Each line of the material must be repeated precisely, with the pictures left out.

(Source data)
-- Start --
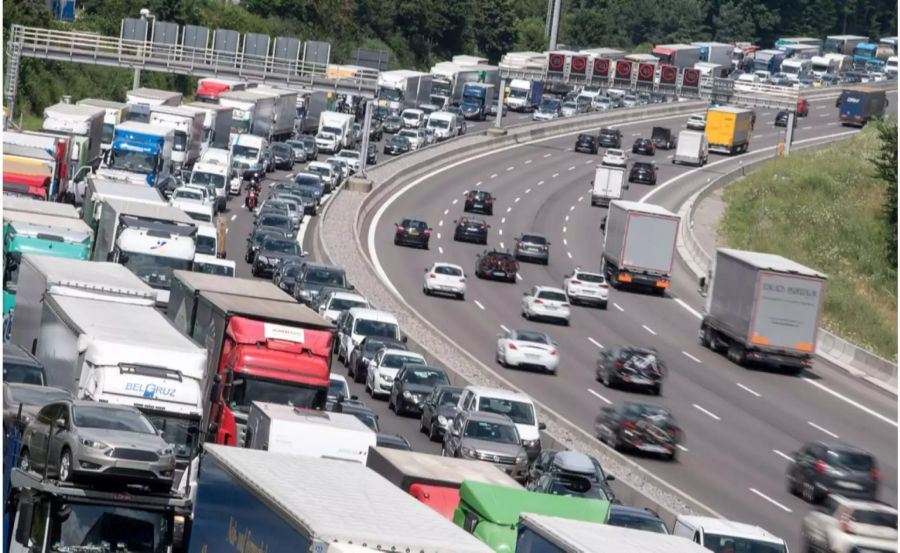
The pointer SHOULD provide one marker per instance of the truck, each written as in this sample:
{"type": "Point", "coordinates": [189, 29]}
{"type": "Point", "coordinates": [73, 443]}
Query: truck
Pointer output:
{"type": "Point", "coordinates": [548, 534]}
{"type": "Point", "coordinates": [140, 100]}
{"type": "Point", "coordinates": [432, 479]}
{"type": "Point", "coordinates": [639, 245]}
{"type": "Point", "coordinates": [477, 100]}
{"type": "Point", "coordinates": [763, 308]}
{"type": "Point", "coordinates": [728, 129]}
{"type": "Point", "coordinates": [83, 121]}
{"type": "Point", "coordinates": [216, 123]}
{"type": "Point", "coordinates": [267, 501]}
{"type": "Point", "coordinates": [693, 149]}
{"type": "Point", "coordinates": [403, 89]}
{"type": "Point", "coordinates": [609, 184]}
{"type": "Point", "coordinates": [188, 132]}
{"type": "Point", "coordinates": [113, 114]}
{"type": "Point", "coordinates": [151, 240]}
{"type": "Point", "coordinates": [860, 105]}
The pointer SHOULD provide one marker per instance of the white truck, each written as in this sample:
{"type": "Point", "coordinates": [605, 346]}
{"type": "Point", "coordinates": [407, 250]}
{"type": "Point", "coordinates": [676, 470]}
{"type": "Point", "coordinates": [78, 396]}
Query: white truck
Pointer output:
{"type": "Point", "coordinates": [609, 184]}
{"type": "Point", "coordinates": [287, 429]}
{"type": "Point", "coordinates": [151, 240]}
{"type": "Point", "coordinates": [692, 149]}
{"type": "Point", "coordinates": [763, 308]}
{"type": "Point", "coordinates": [188, 125]}
{"type": "Point", "coordinates": [639, 245]}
-- End --
■ Solution for this task ■
The pointer SHOULD provide one marker per instance of the truck, each written as in this sample:
{"type": "Point", "coordinates": [189, 29]}
{"type": "Point", "coordinates": [73, 443]}
Query: truck
Pointer output:
{"type": "Point", "coordinates": [548, 534]}
{"type": "Point", "coordinates": [140, 100]}
{"type": "Point", "coordinates": [432, 479]}
{"type": "Point", "coordinates": [639, 245]}
{"type": "Point", "coordinates": [477, 100]}
{"type": "Point", "coordinates": [763, 308]}
{"type": "Point", "coordinates": [728, 129]}
{"type": "Point", "coordinates": [83, 121]}
{"type": "Point", "coordinates": [216, 123]}
{"type": "Point", "coordinates": [267, 501]}
{"type": "Point", "coordinates": [693, 149]}
{"type": "Point", "coordinates": [403, 89]}
{"type": "Point", "coordinates": [609, 184]}
{"type": "Point", "coordinates": [188, 132]}
{"type": "Point", "coordinates": [113, 114]}
{"type": "Point", "coordinates": [151, 240]}
{"type": "Point", "coordinates": [860, 105]}
The pointer SHOULD provide one marker per instance of the white truck, each written as in this sample:
{"type": "Point", "coordinates": [605, 346]}
{"type": "Point", "coordinates": [407, 250]}
{"type": "Point", "coordinates": [676, 470]}
{"type": "Point", "coordinates": [78, 396]}
Query: white truck
Pointer output:
{"type": "Point", "coordinates": [609, 184]}
{"type": "Point", "coordinates": [287, 429]}
{"type": "Point", "coordinates": [151, 240]}
{"type": "Point", "coordinates": [692, 149]}
{"type": "Point", "coordinates": [763, 308]}
{"type": "Point", "coordinates": [188, 125]}
{"type": "Point", "coordinates": [639, 245]}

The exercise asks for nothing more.